## Study text
=== Section Start ===

Under the IPA an applicant may make an appeal to the IPAT against: (i) a recommendation that the applicant should not be given a refugee declaration; or (ii) a recommendation that the applicant should be given neither a refugee declaration nor a subsidiary protection declaration. An appeal under those two categories may be lodged before the IPAT in writing, laying out the grounds of appeal within a time limit prescribed by the Minister under Section 41(2)(a) IPA. They may request an oral hearing before the IPAT; if an oral hearing is not requested the appeal will be dealt with on this basis of the papers unless a member of the Tribunal finds it in the interests of justice to hold such an oral hearing. Free legal representation can be obtained through the Legal Aid Board. The deadline for submitting an appeal will be prescribed by the Minister in consultation with the Chairperson of the IPAT.[12]

If the IPAT decides to set aside the IPO decision, the file will also be transferred to the Department of Justice so the Minister can declare the applicant a refugee or a beneficiary of subsidiary protection. If the IPAT decides to affirm the IPO decision, the individual will be sent a notice in writing stating that the application for a declaration as a refugee and/or subsidiary protection beneficiary has been refused.

If an application for international protection is ultimately unsuccessful the applicant will be sent a notice in writing stating that the application for international protection has been refused and that the Minister proposes to make a deportation order under Section 3 of the Immigration Act 1999 requiring that the person leave the State within a given timeframe.

Throughout all stages of the asylum process, prior to receiving a final decision on their claim, the applicant is encouraged to inform the IPO of any circumstances arising that may give rise to the Minister granting the applicant permission to remain in the event that the applicant has been denied both refugee status and subsidiary protection. This status is commonly referred to as ‘leave to remain’ and takes account of criteria such as humanitarian considerations and/or the person’s connections to the State in order to determine whether or not there are compelling reasons to allow the person permission to remain in Ireland. This assessment is conducted in the event that both a claim for refugee status and subsidiary protection are ultimately refused. However, permission to remain can also be issued at first instance at the IPO examination stage and there is an opportunity to put forward any preliminary grounds for permission to remain in a dedicated section of the application questionnaire. The applicant has the right to submit any information relating to their permission to remain (or consideration for international protection more generally) at any point after the submission of their questionnaire. There is no oral hearing with regard to permission to remain at the interview stage at first instance, but it is important that the applicant includes all relevant information in writing concerning their grounds for being granted permission to remain. It is important to note that if an applicant is refused permission to remain, they do not have a right to appeal this decision.

An applicant may seek to have a refugee or subsidiary protection recommendation of the IPO or a decision of the IPAT judicially reviewed by the High Court under Irish administrative law, for example where there has been an error of law in the determination process. It is expected that an applicant will exhaust all available remedies before applying for judicial review and, therefore, most judicial reviews are of appeal recommendations, rather than first instance decisions. Applicants must be granted permission (known as leave) to apply for judicial review before proceeding to a full judicial review hearing.

=== Section End ===

(Data items)
=== Section Start ===

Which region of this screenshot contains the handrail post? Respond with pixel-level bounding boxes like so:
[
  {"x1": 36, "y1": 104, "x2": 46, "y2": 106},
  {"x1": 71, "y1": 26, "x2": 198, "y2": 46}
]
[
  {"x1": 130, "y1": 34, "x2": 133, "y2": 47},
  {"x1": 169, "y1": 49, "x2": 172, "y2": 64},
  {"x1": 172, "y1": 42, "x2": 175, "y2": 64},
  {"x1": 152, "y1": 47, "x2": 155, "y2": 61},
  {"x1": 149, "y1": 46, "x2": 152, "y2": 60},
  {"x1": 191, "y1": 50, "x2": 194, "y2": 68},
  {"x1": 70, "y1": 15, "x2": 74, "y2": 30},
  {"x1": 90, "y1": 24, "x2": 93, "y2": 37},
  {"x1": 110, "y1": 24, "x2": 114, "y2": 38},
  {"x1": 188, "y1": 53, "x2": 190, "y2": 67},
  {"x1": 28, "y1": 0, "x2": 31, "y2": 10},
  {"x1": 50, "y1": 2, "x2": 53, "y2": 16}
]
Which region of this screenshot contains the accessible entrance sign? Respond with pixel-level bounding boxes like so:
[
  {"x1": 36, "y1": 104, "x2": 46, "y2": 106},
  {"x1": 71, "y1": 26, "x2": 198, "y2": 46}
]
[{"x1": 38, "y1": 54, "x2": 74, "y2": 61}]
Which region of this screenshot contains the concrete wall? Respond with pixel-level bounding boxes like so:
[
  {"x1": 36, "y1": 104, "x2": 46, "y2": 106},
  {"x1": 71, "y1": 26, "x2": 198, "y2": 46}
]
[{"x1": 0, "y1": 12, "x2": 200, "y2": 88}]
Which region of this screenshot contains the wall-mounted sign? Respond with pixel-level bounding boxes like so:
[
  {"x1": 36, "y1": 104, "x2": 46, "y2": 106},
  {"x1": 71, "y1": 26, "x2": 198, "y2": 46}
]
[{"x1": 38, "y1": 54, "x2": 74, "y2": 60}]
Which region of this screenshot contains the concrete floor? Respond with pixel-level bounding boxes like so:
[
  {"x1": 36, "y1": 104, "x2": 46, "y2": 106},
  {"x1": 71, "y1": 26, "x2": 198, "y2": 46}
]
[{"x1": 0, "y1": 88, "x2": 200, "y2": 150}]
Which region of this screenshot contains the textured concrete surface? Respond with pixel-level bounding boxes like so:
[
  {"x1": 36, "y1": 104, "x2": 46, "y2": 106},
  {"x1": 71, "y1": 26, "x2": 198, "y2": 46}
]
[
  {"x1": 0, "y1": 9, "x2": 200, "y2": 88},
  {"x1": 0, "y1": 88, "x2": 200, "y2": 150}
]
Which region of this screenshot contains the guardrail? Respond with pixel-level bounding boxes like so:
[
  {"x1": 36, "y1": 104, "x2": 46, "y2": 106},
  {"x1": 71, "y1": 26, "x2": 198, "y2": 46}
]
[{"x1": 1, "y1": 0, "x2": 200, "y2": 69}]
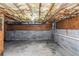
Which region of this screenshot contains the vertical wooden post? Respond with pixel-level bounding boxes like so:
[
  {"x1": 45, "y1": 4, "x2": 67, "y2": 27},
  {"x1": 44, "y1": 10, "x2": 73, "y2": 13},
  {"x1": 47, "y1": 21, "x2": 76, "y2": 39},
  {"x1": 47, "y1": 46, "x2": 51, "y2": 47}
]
[{"x1": 0, "y1": 14, "x2": 4, "y2": 55}]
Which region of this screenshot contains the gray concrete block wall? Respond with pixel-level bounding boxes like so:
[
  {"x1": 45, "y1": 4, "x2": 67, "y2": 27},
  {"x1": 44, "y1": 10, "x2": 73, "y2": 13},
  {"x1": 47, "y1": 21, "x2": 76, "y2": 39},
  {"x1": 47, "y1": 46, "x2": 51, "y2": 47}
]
[
  {"x1": 6, "y1": 30, "x2": 52, "y2": 40},
  {"x1": 53, "y1": 29, "x2": 79, "y2": 56}
]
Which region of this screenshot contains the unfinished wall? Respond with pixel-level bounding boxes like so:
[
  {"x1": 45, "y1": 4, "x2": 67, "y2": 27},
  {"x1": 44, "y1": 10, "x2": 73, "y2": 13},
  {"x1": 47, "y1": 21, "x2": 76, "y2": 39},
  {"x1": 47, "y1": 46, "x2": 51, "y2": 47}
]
[
  {"x1": 53, "y1": 18, "x2": 79, "y2": 55},
  {"x1": 6, "y1": 30, "x2": 52, "y2": 40}
]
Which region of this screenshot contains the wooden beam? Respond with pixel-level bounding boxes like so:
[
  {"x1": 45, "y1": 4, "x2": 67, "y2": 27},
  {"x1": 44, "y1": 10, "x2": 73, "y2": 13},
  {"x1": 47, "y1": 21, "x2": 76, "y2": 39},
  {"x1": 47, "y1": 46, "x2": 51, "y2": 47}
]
[
  {"x1": 44, "y1": 3, "x2": 54, "y2": 19},
  {"x1": 5, "y1": 24, "x2": 52, "y2": 31},
  {"x1": 0, "y1": 3, "x2": 20, "y2": 20},
  {"x1": 39, "y1": 3, "x2": 42, "y2": 19},
  {"x1": 26, "y1": 3, "x2": 33, "y2": 16}
]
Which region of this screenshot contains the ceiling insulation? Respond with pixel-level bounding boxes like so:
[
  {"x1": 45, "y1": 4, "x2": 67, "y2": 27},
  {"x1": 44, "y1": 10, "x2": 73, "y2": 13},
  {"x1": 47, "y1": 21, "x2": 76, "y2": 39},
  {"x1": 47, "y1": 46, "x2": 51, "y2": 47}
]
[{"x1": 0, "y1": 3, "x2": 79, "y2": 23}]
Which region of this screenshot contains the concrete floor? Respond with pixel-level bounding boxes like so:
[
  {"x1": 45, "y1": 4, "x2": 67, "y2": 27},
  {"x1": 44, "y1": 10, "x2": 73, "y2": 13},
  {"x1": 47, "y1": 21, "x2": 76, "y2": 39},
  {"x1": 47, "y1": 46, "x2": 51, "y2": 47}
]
[{"x1": 4, "y1": 40, "x2": 61, "y2": 56}]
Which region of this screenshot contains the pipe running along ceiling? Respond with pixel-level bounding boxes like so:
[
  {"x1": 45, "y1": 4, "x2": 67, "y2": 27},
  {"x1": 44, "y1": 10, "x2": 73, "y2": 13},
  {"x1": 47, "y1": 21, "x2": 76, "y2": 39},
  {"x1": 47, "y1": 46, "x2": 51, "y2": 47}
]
[{"x1": 0, "y1": 3, "x2": 79, "y2": 23}]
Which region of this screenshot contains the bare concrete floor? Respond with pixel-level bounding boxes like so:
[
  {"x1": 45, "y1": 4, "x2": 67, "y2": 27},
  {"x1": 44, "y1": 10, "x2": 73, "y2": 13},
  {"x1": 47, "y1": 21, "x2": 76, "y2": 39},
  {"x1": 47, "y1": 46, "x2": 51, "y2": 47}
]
[{"x1": 4, "y1": 40, "x2": 61, "y2": 56}]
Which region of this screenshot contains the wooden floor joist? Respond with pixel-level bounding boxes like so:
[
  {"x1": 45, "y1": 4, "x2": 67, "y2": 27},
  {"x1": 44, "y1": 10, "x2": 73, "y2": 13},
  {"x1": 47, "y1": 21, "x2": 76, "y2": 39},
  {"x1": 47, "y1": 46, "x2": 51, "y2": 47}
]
[{"x1": 5, "y1": 24, "x2": 52, "y2": 31}]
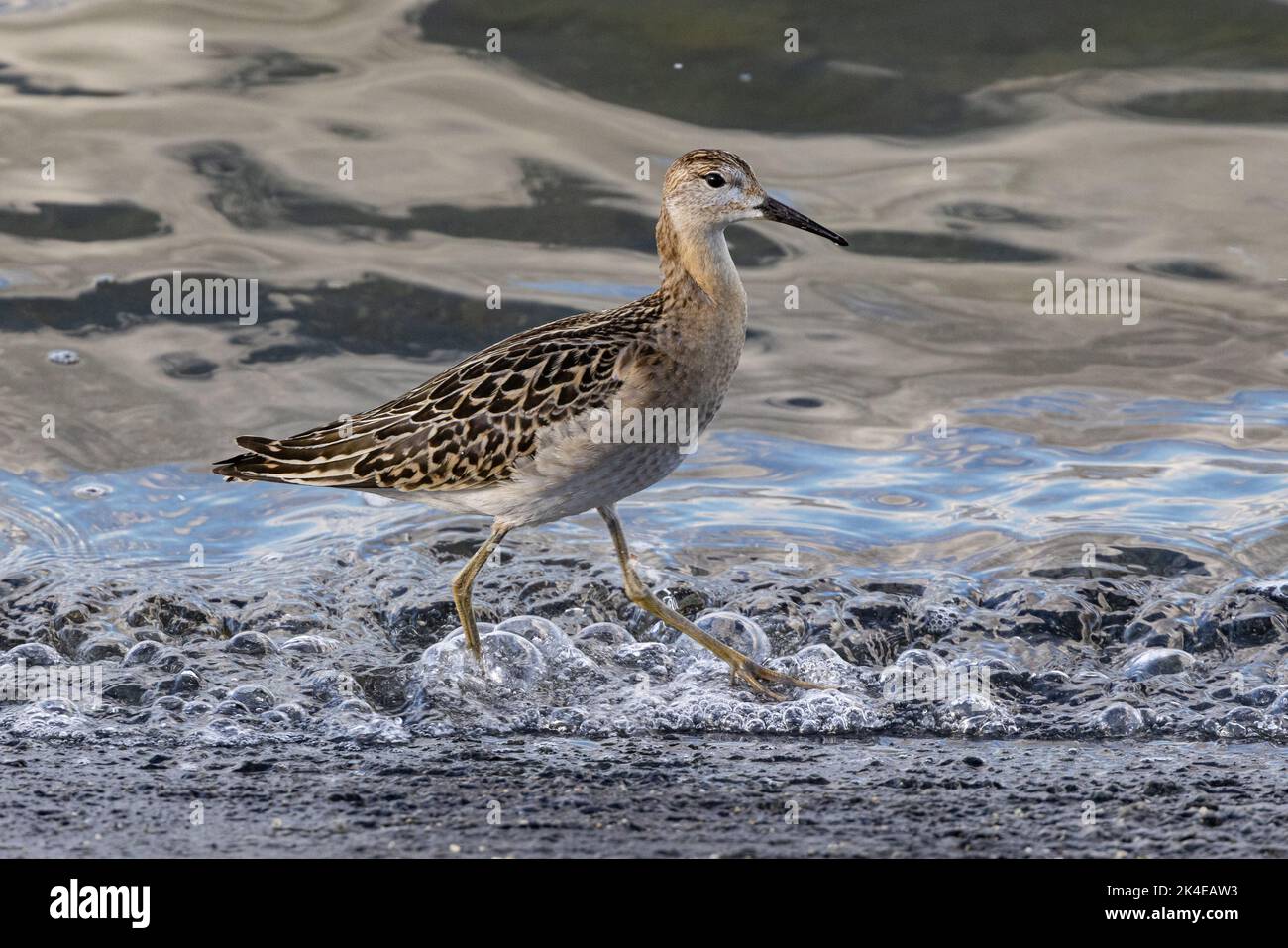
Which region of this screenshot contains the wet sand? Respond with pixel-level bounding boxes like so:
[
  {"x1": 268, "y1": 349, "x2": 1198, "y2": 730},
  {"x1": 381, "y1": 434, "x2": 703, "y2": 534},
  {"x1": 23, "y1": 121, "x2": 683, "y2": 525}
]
[{"x1": 0, "y1": 735, "x2": 1288, "y2": 858}]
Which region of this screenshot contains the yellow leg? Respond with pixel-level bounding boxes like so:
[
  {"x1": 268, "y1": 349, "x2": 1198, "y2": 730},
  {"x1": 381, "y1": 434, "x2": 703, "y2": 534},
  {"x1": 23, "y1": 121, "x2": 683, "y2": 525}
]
[
  {"x1": 599, "y1": 507, "x2": 827, "y2": 700},
  {"x1": 452, "y1": 520, "x2": 510, "y2": 668}
]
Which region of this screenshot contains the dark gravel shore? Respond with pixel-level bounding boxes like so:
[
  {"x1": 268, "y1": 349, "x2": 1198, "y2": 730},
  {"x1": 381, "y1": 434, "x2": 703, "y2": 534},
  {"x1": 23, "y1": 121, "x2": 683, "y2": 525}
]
[{"x1": 0, "y1": 735, "x2": 1288, "y2": 858}]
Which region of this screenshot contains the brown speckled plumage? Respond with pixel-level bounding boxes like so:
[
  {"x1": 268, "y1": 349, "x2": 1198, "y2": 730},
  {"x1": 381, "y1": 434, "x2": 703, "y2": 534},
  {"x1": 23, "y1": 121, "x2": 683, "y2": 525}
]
[
  {"x1": 215, "y1": 293, "x2": 662, "y2": 490},
  {"x1": 214, "y1": 149, "x2": 845, "y2": 696}
]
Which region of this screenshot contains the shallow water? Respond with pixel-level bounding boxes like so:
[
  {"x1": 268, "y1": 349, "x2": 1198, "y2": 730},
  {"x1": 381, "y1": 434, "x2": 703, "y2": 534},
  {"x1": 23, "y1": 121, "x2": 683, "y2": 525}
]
[{"x1": 0, "y1": 0, "x2": 1288, "y2": 743}]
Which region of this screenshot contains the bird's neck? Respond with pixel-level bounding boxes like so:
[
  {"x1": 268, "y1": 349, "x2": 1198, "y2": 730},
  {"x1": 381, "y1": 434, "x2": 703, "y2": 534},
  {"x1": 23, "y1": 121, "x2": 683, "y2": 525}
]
[{"x1": 657, "y1": 206, "x2": 747, "y2": 314}]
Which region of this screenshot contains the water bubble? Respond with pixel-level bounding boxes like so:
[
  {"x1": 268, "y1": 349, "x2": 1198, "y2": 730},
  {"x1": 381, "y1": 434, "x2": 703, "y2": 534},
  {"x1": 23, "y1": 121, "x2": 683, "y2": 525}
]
[
  {"x1": 121, "y1": 640, "x2": 164, "y2": 666},
  {"x1": 0, "y1": 642, "x2": 63, "y2": 666},
  {"x1": 1125, "y1": 648, "x2": 1194, "y2": 682},
  {"x1": 482, "y1": 631, "x2": 546, "y2": 690},
  {"x1": 228, "y1": 685, "x2": 277, "y2": 712},
  {"x1": 667, "y1": 612, "x2": 769, "y2": 662},
  {"x1": 496, "y1": 616, "x2": 572, "y2": 658},
  {"x1": 574, "y1": 622, "x2": 635, "y2": 661},
  {"x1": 1091, "y1": 700, "x2": 1145, "y2": 737},
  {"x1": 282, "y1": 635, "x2": 339, "y2": 656},
  {"x1": 224, "y1": 632, "x2": 277, "y2": 656}
]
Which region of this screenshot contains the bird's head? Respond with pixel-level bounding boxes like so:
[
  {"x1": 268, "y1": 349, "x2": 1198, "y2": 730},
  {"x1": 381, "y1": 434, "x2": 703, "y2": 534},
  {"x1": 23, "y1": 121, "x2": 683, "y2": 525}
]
[{"x1": 662, "y1": 149, "x2": 847, "y2": 248}]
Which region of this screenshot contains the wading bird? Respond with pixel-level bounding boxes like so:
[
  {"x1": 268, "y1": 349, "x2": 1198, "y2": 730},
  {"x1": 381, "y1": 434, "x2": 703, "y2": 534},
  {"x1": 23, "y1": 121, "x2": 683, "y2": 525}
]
[{"x1": 214, "y1": 149, "x2": 846, "y2": 698}]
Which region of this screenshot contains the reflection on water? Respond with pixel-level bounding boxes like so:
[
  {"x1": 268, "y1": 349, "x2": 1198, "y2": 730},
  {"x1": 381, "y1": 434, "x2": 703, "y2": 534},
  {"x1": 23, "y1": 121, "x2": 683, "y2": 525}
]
[{"x1": 0, "y1": 0, "x2": 1288, "y2": 741}]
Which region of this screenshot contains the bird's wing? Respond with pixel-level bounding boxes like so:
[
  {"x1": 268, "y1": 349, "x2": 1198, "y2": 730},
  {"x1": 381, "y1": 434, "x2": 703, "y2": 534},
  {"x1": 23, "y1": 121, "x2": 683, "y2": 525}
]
[{"x1": 214, "y1": 297, "x2": 661, "y2": 490}]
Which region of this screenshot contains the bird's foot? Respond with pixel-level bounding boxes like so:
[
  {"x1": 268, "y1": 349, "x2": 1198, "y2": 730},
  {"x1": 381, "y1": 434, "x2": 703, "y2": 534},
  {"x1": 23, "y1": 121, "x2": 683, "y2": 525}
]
[{"x1": 725, "y1": 652, "x2": 832, "y2": 700}]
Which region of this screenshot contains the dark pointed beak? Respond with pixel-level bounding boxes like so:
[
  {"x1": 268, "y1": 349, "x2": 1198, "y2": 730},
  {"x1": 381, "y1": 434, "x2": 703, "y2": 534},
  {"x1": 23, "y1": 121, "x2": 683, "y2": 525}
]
[{"x1": 760, "y1": 197, "x2": 850, "y2": 248}]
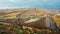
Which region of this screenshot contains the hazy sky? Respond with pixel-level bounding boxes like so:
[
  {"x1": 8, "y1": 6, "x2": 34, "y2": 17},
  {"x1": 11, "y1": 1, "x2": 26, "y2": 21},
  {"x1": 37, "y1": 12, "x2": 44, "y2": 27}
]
[{"x1": 0, "y1": 0, "x2": 60, "y2": 9}]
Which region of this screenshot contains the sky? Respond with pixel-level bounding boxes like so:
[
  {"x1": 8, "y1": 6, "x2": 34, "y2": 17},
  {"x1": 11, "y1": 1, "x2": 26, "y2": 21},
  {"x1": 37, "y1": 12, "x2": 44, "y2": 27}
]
[{"x1": 0, "y1": 0, "x2": 60, "y2": 9}]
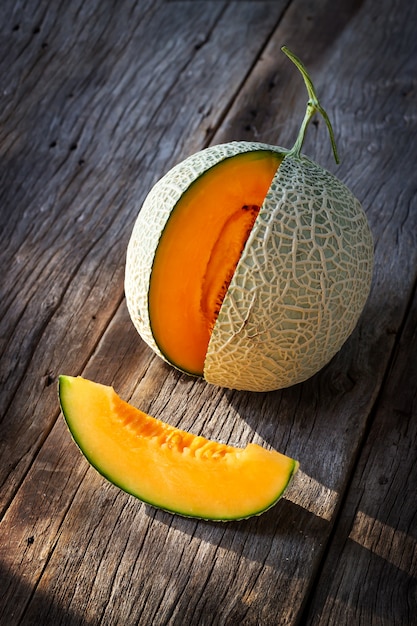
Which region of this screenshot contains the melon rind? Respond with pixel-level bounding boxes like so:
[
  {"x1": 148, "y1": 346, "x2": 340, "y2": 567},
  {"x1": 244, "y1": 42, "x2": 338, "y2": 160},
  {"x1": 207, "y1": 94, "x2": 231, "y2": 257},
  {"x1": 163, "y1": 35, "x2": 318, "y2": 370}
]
[
  {"x1": 125, "y1": 141, "x2": 287, "y2": 365},
  {"x1": 204, "y1": 156, "x2": 373, "y2": 391}
]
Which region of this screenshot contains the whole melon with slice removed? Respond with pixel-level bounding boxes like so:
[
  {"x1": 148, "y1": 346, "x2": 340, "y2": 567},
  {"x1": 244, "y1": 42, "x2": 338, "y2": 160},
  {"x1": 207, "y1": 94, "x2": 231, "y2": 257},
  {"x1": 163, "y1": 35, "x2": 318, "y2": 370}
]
[
  {"x1": 59, "y1": 376, "x2": 298, "y2": 521},
  {"x1": 125, "y1": 47, "x2": 373, "y2": 391}
]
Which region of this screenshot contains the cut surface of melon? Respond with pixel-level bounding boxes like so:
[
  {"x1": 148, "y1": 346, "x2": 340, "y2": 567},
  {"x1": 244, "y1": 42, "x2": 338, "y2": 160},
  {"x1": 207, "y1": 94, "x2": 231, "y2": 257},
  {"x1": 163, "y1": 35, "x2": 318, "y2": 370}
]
[
  {"x1": 59, "y1": 376, "x2": 298, "y2": 520},
  {"x1": 149, "y1": 150, "x2": 282, "y2": 376}
]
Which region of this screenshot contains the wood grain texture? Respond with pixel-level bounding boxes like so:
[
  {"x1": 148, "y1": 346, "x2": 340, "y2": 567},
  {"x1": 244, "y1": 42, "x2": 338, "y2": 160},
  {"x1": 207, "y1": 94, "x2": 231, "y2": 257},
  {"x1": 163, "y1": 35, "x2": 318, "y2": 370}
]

=== Section End ===

## Tasks to perform
A: Decide whether each of these statements agrees with the text on asylum appeals in Ireland, answering yes or no and quoting the deciding words: (i) Free legal representation is available through the Legal Aid Board. (ii) An applicant refused permission to remain may appeal that refusal. (iii) An oral hearing on permission to remain is held at the interview stage at first instance.
B: Copy the stretch of the text on asylum appeals in Ireland from "If the IPAT decides to set" through "has been refused.".

## Per-task outputs
A:
(i) Yes: "Free legal representation can be obtained through the Legal Aid Board."
(ii) No: "if an applicant is refused permission to remain, they do not have a right to appeal this decision."
(iii) No: "There is no oral hearing with regard to permission to remain at the interview stage at first instance"

B:
If the IPAT decides to set aside the IPO decision, the file will also be transferred to the Department of Justice so the Minister can declare the applicant a refugee or a beneficiary of subsidiary protection. If the IPAT decides to affirm the IPO decision, the individual will be sent a notice in writing stating that the application for a declaration as a refugee and/or subsidiary protection beneficiary has been refused.